[Start of section]

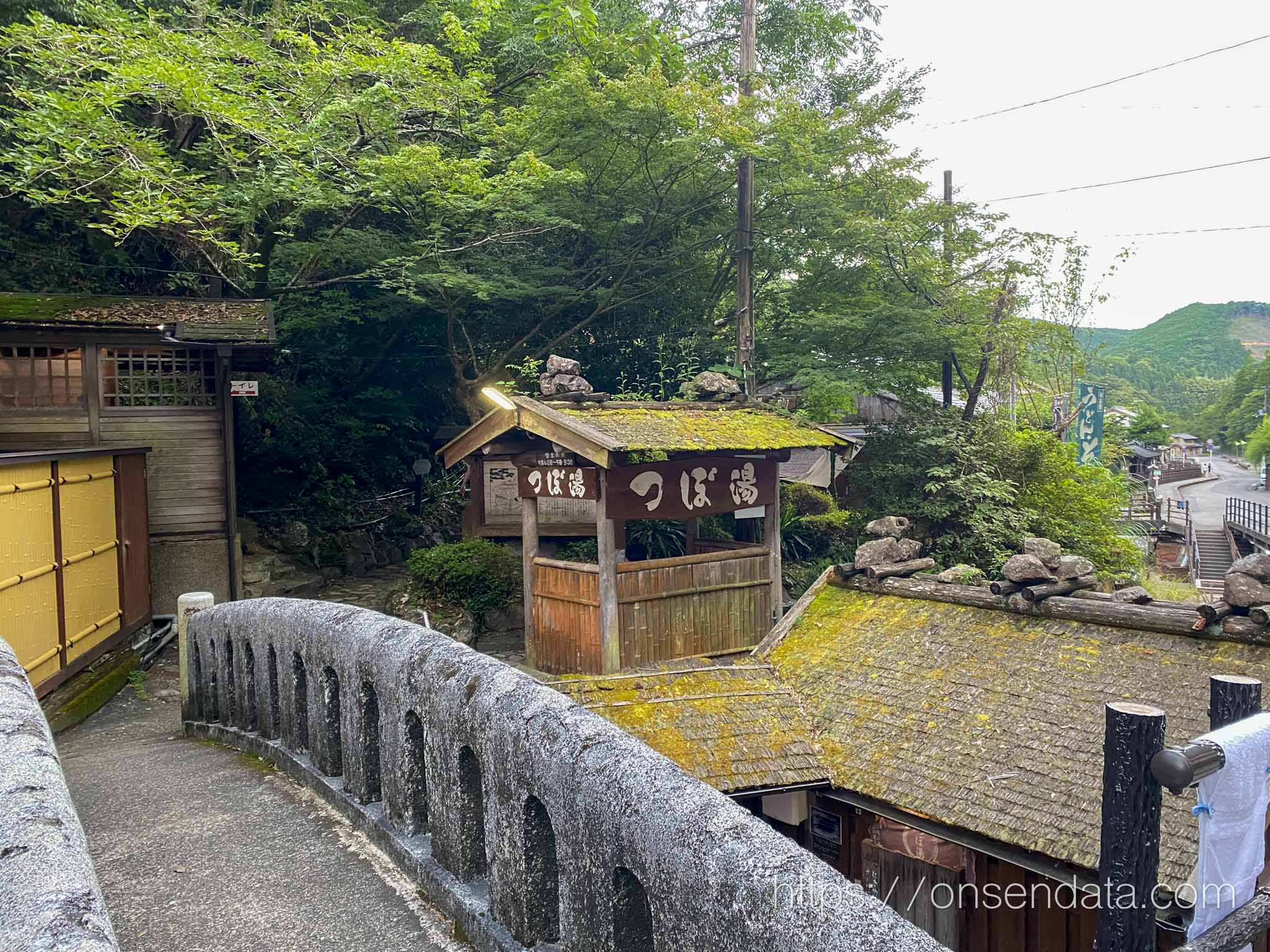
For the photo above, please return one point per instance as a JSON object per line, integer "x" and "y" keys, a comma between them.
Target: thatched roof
{"x": 193, "y": 319}
{"x": 993, "y": 721}
{"x": 733, "y": 728}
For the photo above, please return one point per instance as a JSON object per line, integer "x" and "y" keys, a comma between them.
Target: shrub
{"x": 803, "y": 499}
{"x": 585, "y": 550}
{"x": 477, "y": 574}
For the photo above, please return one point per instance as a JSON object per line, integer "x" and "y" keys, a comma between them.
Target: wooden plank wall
{"x": 186, "y": 467}
{"x": 43, "y": 431}
{"x": 701, "y": 609}
{"x": 566, "y": 619}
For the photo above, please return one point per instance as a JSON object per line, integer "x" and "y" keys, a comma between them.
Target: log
{"x": 1037, "y": 593}
{"x": 1003, "y": 587}
{"x": 1129, "y": 842}
{"x": 887, "y": 571}
{"x": 1214, "y": 612}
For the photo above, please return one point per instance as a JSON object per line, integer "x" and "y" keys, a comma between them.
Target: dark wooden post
{"x": 1129, "y": 853}
{"x": 1232, "y": 697}
{"x": 606, "y": 544}
{"x": 528, "y": 552}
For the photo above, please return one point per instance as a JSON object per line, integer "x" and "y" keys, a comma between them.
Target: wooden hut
{"x": 94, "y": 371}
{"x": 574, "y": 469}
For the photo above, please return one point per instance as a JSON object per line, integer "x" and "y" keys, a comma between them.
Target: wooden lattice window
{"x": 41, "y": 376}
{"x": 158, "y": 377}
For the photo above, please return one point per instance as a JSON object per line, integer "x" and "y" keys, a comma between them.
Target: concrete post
{"x": 186, "y": 607}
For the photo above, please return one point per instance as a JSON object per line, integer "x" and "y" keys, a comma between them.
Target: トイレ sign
{"x": 558, "y": 482}
{"x": 685, "y": 489}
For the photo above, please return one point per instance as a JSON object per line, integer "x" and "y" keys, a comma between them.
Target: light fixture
{"x": 497, "y": 398}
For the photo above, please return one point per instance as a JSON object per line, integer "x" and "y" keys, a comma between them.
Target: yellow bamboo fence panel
{"x": 91, "y": 564}
{"x": 29, "y": 582}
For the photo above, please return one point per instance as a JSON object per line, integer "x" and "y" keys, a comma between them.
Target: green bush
{"x": 477, "y": 574}
{"x": 803, "y": 499}
{"x": 585, "y": 550}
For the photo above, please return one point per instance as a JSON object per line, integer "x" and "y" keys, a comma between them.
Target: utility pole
{"x": 746, "y": 215}
{"x": 948, "y": 257}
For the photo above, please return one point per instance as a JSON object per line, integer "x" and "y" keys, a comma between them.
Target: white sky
{"x": 995, "y": 54}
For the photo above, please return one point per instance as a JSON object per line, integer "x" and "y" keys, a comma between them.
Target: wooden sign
{"x": 685, "y": 489}
{"x": 558, "y": 482}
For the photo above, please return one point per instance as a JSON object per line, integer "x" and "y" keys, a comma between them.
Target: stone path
{"x": 202, "y": 848}
{"x": 373, "y": 592}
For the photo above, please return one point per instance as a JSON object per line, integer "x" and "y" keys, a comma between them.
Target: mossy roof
{"x": 696, "y": 430}
{"x": 732, "y": 728}
{"x": 231, "y": 320}
{"x": 993, "y": 721}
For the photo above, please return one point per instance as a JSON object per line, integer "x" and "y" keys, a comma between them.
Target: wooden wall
{"x": 186, "y": 466}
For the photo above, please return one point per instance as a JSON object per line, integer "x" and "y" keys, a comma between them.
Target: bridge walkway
{"x": 201, "y": 847}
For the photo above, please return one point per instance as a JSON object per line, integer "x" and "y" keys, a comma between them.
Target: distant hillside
{"x": 1179, "y": 358}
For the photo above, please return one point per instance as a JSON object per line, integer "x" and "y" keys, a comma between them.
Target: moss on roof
{"x": 733, "y": 728}
{"x": 202, "y": 319}
{"x": 993, "y": 721}
{"x": 676, "y": 430}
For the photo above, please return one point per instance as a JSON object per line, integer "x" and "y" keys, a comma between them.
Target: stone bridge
{"x": 521, "y": 815}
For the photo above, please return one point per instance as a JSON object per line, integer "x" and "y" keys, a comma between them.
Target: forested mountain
{"x": 1180, "y": 361}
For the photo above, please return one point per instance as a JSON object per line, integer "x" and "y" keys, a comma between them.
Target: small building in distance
{"x": 98, "y": 371}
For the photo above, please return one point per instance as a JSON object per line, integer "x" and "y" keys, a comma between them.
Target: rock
{"x": 571, "y": 384}
{"x": 294, "y": 539}
{"x": 716, "y": 386}
{"x": 893, "y": 526}
{"x": 563, "y": 364}
{"x": 908, "y": 549}
{"x": 1134, "y": 594}
{"x": 1258, "y": 565}
{"x": 1073, "y": 568}
{"x": 1047, "y": 551}
{"x": 1026, "y": 569}
{"x": 962, "y": 574}
{"x": 881, "y": 551}
{"x": 1245, "y": 592}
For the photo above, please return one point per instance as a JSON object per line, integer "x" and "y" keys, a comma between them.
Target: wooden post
{"x": 528, "y": 552}
{"x": 1129, "y": 853}
{"x": 1232, "y": 697}
{"x": 773, "y": 540}
{"x": 610, "y": 638}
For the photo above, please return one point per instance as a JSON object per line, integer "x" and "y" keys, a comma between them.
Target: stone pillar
{"x": 186, "y": 607}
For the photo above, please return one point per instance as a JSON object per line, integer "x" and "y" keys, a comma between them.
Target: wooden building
{"x": 74, "y": 557}
{"x": 79, "y": 371}
{"x": 586, "y": 469}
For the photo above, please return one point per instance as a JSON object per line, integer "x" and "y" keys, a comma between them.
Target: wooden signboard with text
{"x": 686, "y": 489}
{"x": 558, "y": 482}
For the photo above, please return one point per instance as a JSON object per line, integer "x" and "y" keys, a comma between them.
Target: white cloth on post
{"x": 1232, "y": 822}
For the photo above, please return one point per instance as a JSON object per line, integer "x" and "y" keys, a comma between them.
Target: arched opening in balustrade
{"x": 301, "y": 691}
{"x": 198, "y": 687}
{"x": 332, "y": 748}
{"x": 473, "y": 863}
{"x": 253, "y": 715}
{"x": 414, "y": 774}
{"x": 213, "y": 708}
{"x": 633, "y": 915}
{"x": 275, "y": 726}
{"x": 230, "y": 695}
{"x": 541, "y": 876}
{"x": 370, "y": 748}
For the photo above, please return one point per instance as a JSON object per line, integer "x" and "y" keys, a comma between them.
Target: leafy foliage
{"x": 478, "y": 574}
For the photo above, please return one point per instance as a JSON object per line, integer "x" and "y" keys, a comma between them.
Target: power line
{"x": 1108, "y": 83}
{"x": 1137, "y": 178}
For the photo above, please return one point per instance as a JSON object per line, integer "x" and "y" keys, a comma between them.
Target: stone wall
{"x": 50, "y": 897}
{"x": 522, "y": 815}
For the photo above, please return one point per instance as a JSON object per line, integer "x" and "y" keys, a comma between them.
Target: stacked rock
{"x": 563, "y": 376}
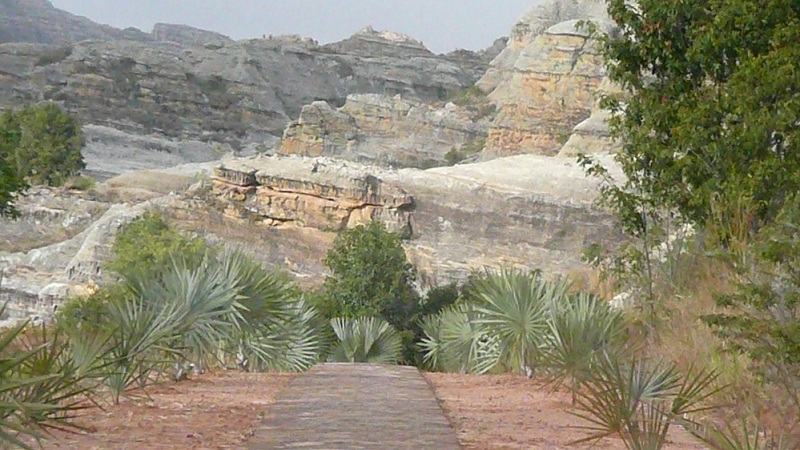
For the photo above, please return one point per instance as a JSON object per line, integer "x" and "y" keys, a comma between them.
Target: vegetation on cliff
{"x": 708, "y": 124}
{"x": 39, "y": 145}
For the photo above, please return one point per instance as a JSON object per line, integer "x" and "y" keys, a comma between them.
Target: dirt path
{"x": 213, "y": 411}
{"x": 346, "y": 406}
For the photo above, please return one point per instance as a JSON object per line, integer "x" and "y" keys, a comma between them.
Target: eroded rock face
{"x": 477, "y": 63}
{"x": 528, "y": 211}
{"x": 553, "y": 88}
{"x": 38, "y": 21}
{"x": 534, "y": 23}
{"x": 319, "y": 193}
{"x": 383, "y": 130}
{"x": 546, "y": 81}
{"x": 236, "y": 94}
{"x": 189, "y": 36}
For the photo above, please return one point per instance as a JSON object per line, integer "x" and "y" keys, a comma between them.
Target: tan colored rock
{"x": 552, "y": 89}
{"x": 592, "y": 136}
{"x": 534, "y": 23}
{"x": 301, "y": 192}
{"x": 384, "y": 130}
{"x": 527, "y": 211}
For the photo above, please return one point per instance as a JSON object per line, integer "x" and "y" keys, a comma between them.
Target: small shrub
{"x": 42, "y": 144}
{"x": 149, "y": 243}
{"x": 365, "y": 340}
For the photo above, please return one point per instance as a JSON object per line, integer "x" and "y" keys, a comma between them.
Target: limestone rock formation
{"x": 528, "y": 210}
{"x": 237, "y": 94}
{"x": 110, "y": 152}
{"x": 36, "y": 281}
{"x": 477, "y": 63}
{"x": 546, "y": 81}
{"x": 38, "y": 21}
{"x": 189, "y": 36}
{"x": 299, "y": 192}
{"x": 384, "y": 130}
{"x": 534, "y": 23}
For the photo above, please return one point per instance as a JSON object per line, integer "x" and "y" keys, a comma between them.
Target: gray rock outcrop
{"x": 547, "y": 82}
{"x": 38, "y": 21}
{"x": 188, "y": 36}
{"x": 236, "y": 94}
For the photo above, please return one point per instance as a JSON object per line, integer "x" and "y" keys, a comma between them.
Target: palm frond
{"x": 514, "y": 306}
{"x": 366, "y": 340}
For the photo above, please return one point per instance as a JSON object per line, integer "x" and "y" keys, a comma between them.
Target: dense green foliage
{"x": 150, "y": 243}
{"x": 365, "y": 340}
{"x": 710, "y": 142}
{"x": 711, "y": 104}
{"x": 11, "y": 186}
{"x": 370, "y": 276}
{"x": 42, "y": 144}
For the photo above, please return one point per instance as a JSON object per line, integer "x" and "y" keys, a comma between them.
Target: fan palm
{"x": 365, "y": 340}
{"x": 639, "y": 401}
{"x": 455, "y": 341}
{"x": 39, "y": 385}
{"x": 514, "y": 306}
{"x": 581, "y": 329}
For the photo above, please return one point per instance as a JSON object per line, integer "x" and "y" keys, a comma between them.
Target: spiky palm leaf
{"x": 274, "y": 330}
{"x": 581, "y": 330}
{"x": 292, "y": 345}
{"x": 639, "y": 401}
{"x": 366, "y": 340}
{"x": 141, "y": 344}
{"x": 455, "y": 341}
{"x": 39, "y": 387}
{"x": 514, "y": 306}
{"x": 745, "y": 438}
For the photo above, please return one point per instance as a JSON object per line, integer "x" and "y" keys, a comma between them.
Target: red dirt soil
{"x": 221, "y": 411}
{"x": 512, "y": 412}
{"x": 212, "y": 411}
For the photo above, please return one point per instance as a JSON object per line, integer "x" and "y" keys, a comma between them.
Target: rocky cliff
{"x": 546, "y": 81}
{"x": 189, "y": 36}
{"x": 38, "y": 21}
{"x": 321, "y": 194}
{"x": 236, "y": 93}
{"x": 386, "y": 130}
{"x": 529, "y": 211}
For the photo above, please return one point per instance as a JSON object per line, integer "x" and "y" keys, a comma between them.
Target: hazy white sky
{"x": 442, "y": 25}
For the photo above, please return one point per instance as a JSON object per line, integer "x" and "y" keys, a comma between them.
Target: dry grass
{"x": 689, "y": 342}
{"x": 512, "y": 412}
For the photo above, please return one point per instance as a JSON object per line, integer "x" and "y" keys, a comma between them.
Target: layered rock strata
{"x": 385, "y": 130}
{"x": 528, "y": 211}
{"x": 235, "y": 93}
{"x": 301, "y": 192}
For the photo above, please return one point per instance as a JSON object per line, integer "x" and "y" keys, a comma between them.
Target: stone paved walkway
{"x": 350, "y": 406}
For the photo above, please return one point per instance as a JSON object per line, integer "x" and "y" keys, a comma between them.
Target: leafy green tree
{"x": 12, "y": 183}
{"x": 711, "y": 108}
{"x": 149, "y": 244}
{"x": 42, "y": 144}
{"x": 370, "y": 276}
{"x": 761, "y": 315}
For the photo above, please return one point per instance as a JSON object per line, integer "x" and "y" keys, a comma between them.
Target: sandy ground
{"x": 214, "y": 411}
{"x": 511, "y": 412}
{"x": 221, "y": 411}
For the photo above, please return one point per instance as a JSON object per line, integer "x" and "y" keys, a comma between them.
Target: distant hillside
{"x": 38, "y": 21}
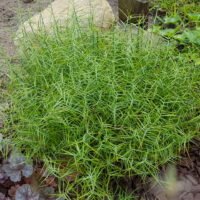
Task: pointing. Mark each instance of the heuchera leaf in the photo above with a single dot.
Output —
(3, 197)
(16, 167)
(25, 192)
(3, 176)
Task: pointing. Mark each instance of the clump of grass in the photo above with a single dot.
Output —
(100, 106)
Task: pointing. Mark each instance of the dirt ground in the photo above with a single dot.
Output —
(187, 183)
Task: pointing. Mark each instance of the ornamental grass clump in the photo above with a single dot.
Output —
(99, 106)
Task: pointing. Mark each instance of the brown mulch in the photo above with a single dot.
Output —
(184, 184)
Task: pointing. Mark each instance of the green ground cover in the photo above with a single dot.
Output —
(100, 106)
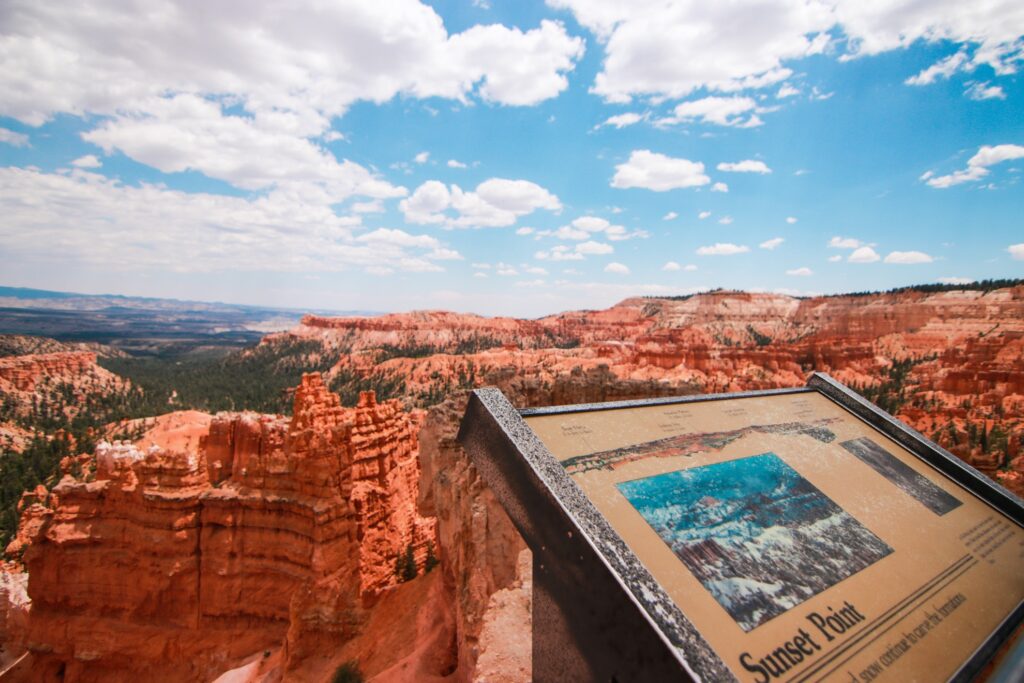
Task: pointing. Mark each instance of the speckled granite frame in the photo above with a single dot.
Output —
(598, 613)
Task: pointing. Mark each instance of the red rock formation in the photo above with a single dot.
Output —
(275, 530)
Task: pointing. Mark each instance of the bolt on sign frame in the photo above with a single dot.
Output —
(793, 535)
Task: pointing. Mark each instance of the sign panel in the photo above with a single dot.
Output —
(801, 542)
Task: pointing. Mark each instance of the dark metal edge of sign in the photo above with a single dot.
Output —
(560, 495)
(679, 634)
(643, 402)
(955, 469)
(922, 446)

[End of section]

In the entries above, find each line with the word "clump" and show it.

Task: pointing. Mark each instance of the clump of grass in the photo above with a single dot.
Task: pointing. Mark each instance of the ornamental grass clump in the photo above with a single dot.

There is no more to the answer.